Stated task —
Each record below must be returned exactly as shown.

Information given —
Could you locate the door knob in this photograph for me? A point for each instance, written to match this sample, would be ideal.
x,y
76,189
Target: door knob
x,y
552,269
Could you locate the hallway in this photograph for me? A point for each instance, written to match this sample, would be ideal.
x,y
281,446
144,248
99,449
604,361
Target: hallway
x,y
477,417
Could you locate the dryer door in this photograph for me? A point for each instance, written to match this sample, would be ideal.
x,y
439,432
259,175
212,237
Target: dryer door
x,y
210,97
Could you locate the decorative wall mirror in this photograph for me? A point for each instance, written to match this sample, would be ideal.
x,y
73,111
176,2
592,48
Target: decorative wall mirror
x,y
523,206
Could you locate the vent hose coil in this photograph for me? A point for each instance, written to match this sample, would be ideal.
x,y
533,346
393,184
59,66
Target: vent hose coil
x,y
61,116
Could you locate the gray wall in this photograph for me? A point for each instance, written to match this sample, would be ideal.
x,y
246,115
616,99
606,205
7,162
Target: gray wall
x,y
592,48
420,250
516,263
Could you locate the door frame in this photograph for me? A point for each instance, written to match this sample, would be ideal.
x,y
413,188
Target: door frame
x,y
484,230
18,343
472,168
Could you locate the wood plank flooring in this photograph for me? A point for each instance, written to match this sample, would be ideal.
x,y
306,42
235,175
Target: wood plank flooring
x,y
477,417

Result for this task —
Could you locate the door knob in this photograph for me? A point for each instance, written to match this sample, would be ideal.
x,y
76,189
Target: door knob
x,y
552,269
Could you locate the hallway in this photograph for me? A point for each instance, written to match this sample, would be ideal.
x,y
281,446
144,248
99,449
604,361
Target: hallway
x,y
477,417
Could you locate the dryer door in this photograph for me? A point for each instance, written to match this sample, would be ideal.
x,y
439,432
259,175
212,237
Target: dryer door
x,y
210,97
Could you locate the decorative wall mirror in this photograph for me? A point for each instance, written to match this sample, would be ideal.
x,y
73,111
176,2
592,48
Target: decorative wall mirror
x,y
523,206
Could you locate the vent hose coil in this photograph for me? A point for each instance, written to match this sample, would be ideal.
x,y
533,346
393,184
59,66
Target: vent hose coil
x,y
61,116
Could you locate the gray wall in this photograph for me? A point for each instance, written to match this sample, would be ideal.
x,y
246,115
616,99
606,205
7,162
Target: gray wall
x,y
592,48
420,250
516,263
Could you locate the door frame in this photograph for me? A point for each instance, written to match this sample, would be ideal.
x,y
413,188
Target: door frame
x,y
484,230
18,343
472,168
Could you locate the wood plank flooring in this photograph for me? A point for each instance, written to match this sample, would be ideal.
x,y
306,42
235,175
Target: wood plank flooring
x,y
477,417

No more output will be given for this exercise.